● **Provided text**:
Bookmark and Share
RSS Feed

Will fostering affect my children

Introducing another person into the family will inevitably have some sort of impact on the household. After all, it’s asking a lot for a child to share their parents and their home with a stranger. 

Yet foster carer's own children can often hold the key to a successful placement.

FCA believes becoming a foster carer involves everyone in the household, including children, and relies on working together and communication – both within the family and through the wider FCA support network. You can expect disagreements – it’s only natural – but at FCA, we strive to ensure that in fostering there will also be fun, friendship and fond memories.

Supporting children and young people who foster

FCA takes every measure to ensure the happiness and reassurance of existing children in foster families.

  1. As part of the foster carer assessment process, there will be a meeting between the Social Worker and any other children in the family – allowing children to openly discuss their thoughts and feelings.
  2. Through our network of local offices, FCA ensures that foster carer's children have easy access to the family’s Supervising Social Worker and other young people in the area who are also part of a fostering family.

● **Entries**:
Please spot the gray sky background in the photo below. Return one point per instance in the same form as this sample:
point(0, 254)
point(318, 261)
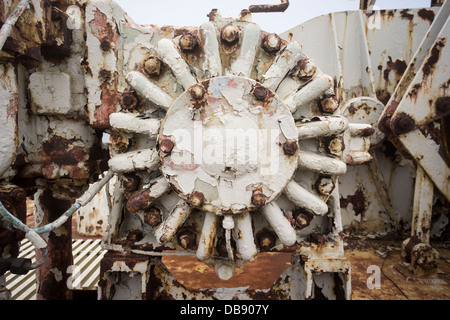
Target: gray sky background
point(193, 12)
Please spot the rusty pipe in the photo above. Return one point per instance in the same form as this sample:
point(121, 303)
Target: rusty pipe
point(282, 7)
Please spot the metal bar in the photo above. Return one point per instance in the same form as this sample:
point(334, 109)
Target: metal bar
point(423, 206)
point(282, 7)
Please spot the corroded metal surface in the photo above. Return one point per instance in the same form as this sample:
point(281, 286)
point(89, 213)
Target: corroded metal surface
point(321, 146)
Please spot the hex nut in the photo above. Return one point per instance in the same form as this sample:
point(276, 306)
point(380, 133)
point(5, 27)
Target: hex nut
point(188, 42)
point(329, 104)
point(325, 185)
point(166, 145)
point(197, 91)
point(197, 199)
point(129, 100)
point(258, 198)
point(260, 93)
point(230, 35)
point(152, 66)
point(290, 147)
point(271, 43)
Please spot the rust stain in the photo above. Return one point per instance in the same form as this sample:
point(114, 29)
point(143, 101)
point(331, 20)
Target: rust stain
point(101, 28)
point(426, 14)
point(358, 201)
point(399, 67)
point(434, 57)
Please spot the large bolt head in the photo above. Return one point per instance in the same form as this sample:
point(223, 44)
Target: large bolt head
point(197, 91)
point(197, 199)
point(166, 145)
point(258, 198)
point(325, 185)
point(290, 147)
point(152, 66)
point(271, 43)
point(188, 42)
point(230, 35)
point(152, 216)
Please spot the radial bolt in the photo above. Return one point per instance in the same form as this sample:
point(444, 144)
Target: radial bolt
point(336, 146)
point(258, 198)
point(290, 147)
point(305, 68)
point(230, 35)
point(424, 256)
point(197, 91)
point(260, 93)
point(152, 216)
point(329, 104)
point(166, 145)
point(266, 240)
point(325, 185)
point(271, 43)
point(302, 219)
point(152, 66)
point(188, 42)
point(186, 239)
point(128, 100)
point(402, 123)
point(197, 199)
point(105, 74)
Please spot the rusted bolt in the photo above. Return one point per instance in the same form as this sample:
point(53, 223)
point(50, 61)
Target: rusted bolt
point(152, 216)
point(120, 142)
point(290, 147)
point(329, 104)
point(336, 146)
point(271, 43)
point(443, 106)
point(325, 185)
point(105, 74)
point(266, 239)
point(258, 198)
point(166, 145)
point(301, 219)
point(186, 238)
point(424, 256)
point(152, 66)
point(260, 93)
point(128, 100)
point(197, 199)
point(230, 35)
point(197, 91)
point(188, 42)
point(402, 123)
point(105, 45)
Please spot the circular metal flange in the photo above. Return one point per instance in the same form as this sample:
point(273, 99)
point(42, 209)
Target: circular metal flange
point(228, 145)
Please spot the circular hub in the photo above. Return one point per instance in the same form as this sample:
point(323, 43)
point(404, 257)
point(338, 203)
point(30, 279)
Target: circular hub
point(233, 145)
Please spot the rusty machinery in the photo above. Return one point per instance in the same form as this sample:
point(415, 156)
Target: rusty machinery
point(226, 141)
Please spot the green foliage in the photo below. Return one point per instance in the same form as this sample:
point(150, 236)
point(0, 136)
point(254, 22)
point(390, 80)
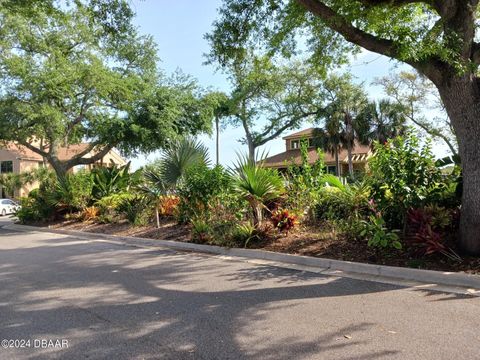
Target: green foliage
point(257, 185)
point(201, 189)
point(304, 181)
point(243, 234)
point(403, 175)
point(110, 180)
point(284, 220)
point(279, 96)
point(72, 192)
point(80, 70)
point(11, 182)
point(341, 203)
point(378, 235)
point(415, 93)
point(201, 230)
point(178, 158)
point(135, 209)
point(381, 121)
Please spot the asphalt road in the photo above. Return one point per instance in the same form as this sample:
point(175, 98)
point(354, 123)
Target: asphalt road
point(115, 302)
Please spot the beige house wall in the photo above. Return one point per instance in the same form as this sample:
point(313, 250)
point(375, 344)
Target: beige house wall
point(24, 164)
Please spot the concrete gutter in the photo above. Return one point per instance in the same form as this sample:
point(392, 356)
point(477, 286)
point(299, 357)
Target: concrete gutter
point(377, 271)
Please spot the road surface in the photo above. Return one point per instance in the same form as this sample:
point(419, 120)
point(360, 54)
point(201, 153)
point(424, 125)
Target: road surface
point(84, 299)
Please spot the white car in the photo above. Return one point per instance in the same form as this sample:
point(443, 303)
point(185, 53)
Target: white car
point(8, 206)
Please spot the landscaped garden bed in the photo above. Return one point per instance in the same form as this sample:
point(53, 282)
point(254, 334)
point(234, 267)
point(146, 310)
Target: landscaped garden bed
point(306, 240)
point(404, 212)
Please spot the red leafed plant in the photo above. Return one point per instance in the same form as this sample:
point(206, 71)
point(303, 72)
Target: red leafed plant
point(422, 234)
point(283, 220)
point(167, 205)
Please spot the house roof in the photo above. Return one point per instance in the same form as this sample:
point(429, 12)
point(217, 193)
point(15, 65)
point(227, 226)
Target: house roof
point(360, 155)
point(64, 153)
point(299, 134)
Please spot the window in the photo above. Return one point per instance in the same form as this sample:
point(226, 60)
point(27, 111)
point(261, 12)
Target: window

● **Tasks and exercises**:
- 1) According to the page on fostering and children, who meets with the other children in the family during the foster carer assessment process?
- 2) From the page on fostering and children, quote the part that opens with the words containing "Will fostering affect" and closes with "in foster families.".

● **Task-by-task solutions**:
- 1) The Social Worker.

- 2)
Will fostering affect my children

Introducing another person into the family will inevitably have some sort of impact on the household. After all, it’s asking a lot for a child to share their parents and their home with a stranger. 

Yet foster carer's own children can often hold the key to a successful placement.

FCA believes becoming a foster carer involves everyone in the household, including children, and relies on working together and communication – both within the family and through the wider FCA support network. You can expect disagreements – it’s only natural – but at FCA, we strive to ensure that in fostering there will also be fun, friendship and fond memories.

Supporting children and young people who foster

FCA takes every measure to ensure the happiness and reassurance of existing children in foster families.